━━ Excerpted data ━━
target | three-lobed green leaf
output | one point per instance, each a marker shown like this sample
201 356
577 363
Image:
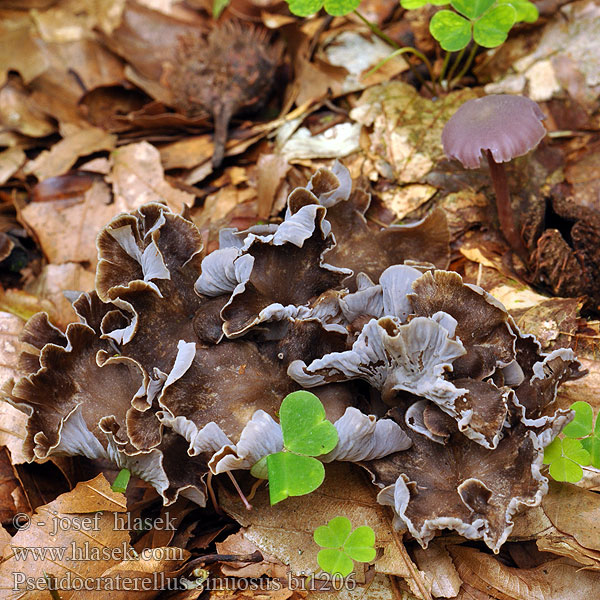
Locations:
━━━
**Task details:**
Would you copy every entry exactly as it stands, leaving out the pictures?

**Written answer:**
target | three-lobed green leaf
output | one point per instance, each a marker shown like this sample
201 356
577 363
Image:
Locations:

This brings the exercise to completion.